Assignment: Quote the entries that follow exactly, leaving none out.

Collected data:
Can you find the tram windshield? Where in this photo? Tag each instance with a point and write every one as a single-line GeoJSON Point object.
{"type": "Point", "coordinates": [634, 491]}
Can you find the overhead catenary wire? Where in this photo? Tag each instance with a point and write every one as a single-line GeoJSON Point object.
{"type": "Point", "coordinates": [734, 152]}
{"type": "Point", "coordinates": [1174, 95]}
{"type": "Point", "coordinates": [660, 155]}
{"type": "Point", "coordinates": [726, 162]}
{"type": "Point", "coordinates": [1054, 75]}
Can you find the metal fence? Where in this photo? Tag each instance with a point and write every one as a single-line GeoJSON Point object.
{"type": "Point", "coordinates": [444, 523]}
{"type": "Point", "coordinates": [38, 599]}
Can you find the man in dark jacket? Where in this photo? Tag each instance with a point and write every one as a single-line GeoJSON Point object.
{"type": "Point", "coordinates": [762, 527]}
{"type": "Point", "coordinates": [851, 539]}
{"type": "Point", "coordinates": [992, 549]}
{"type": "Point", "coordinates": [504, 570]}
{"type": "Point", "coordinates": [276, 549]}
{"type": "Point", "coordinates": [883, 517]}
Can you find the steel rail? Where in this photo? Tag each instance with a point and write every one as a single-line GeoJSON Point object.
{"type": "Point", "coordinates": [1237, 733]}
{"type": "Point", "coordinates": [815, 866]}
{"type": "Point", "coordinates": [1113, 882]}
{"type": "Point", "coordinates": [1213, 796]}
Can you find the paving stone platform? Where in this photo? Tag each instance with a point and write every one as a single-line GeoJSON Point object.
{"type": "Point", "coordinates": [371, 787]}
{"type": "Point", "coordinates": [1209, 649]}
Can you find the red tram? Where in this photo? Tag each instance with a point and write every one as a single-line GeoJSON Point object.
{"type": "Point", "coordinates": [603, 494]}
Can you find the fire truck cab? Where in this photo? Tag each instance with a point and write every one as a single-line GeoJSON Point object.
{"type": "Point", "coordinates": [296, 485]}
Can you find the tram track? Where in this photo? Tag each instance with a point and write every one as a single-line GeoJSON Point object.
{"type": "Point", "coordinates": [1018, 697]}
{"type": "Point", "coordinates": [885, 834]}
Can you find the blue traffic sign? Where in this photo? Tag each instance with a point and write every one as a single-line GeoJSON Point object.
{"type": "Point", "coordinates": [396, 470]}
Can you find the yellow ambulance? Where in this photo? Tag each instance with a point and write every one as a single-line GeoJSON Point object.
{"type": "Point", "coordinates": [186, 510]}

Solution:
Can you find the tram windshield? Where in this photo? Tag each instance with a point and write every one as a single-line GeoJSON Point object.
{"type": "Point", "coordinates": [634, 491]}
Can you find the overhead catenary wire? Where in this photo? Tag each instance with a point and write every one as a single-line GeoJSON Point object.
{"type": "Point", "coordinates": [734, 152]}
{"type": "Point", "coordinates": [1174, 95]}
{"type": "Point", "coordinates": [660, 155]}
{"type": "Point", "coordinates": [726, 162]}
{"type": "Point", "coordinates": [1054, 75]}
Can you find the metal fence? Where in this photo? Tag each instance with a point and write every one as a single-line GeoJSON Point object.
{"type": "Point", "coordinates": [444, 523]}
{"type": "Point", "coordinates": [38, 599]}
Can you find the man in dark jacket? Where in this photo? Tag each instance with a point and write every one as a single-line GeoJSON Point object.
{"type": "Point", "coordinates": [762, 527]}
{"type": "Point", "coordinates": [851, 539]}
{"type": "Point", "coordinates": [992, 549]}
{"type": "Point", "coordinates": [504, 570]}
{"type": "Point", "coordinates": [276, 549]}
{"type": "Point", "coordinates": [883, 517]}
Can you find the steel rail? Where in this photo? Tag each instance with a point and write every one as a single-line GeoJSON Point object.
{"type": "Point", "coordinates": [1237, 733]}
{"type": "Point", "coordinates": [815, 866]}
{"type": "Point", "coordinates": [1113, 882]}
{"type": "Point", "coordinates": [1213, 796]}
Can you find the paving stone platform? Where in this photo? Tag each instance with a point and write every one as a single-line GeoJSON Point object.
{"type": "Point", "coordinates": [371, 787]}
{"type": "Point", "coordinates": [1209, 649]}
Can you find the red tram? Where in this photo? Tag each instance with a point and write every one as a single-line GeoJSON Point object.
{"type": "Point", "coordinates": [603, 494]}
Can you find the fire truck cab? Where in this photo? Tag each instance with a point and write every one as a single-line GeoJSON Point object.
{"type": "Point", "coordinates": [296, 485]}
Can you find the tram track? Where in this photo? Tag each instance with a point and write every one as a single-line GeoJSON Point object.
{"type": "Point", "coordinates": [1018, 697]}
{"type": "Point", "coordinates": [885, 834]}
Can you find the blue traffic sign? Where in this photo? Tag each instance with a point and write every one as a single-line GeoJSON Point object.
{"type": "Point", "coordinates": [396, 470]}
Can you find the yellow ambulance? Where in this photo? Tag each instance with a point and write every one as a single-line GeoJSON Point object.
{"type": "Point", "coordinates": [186, 510]}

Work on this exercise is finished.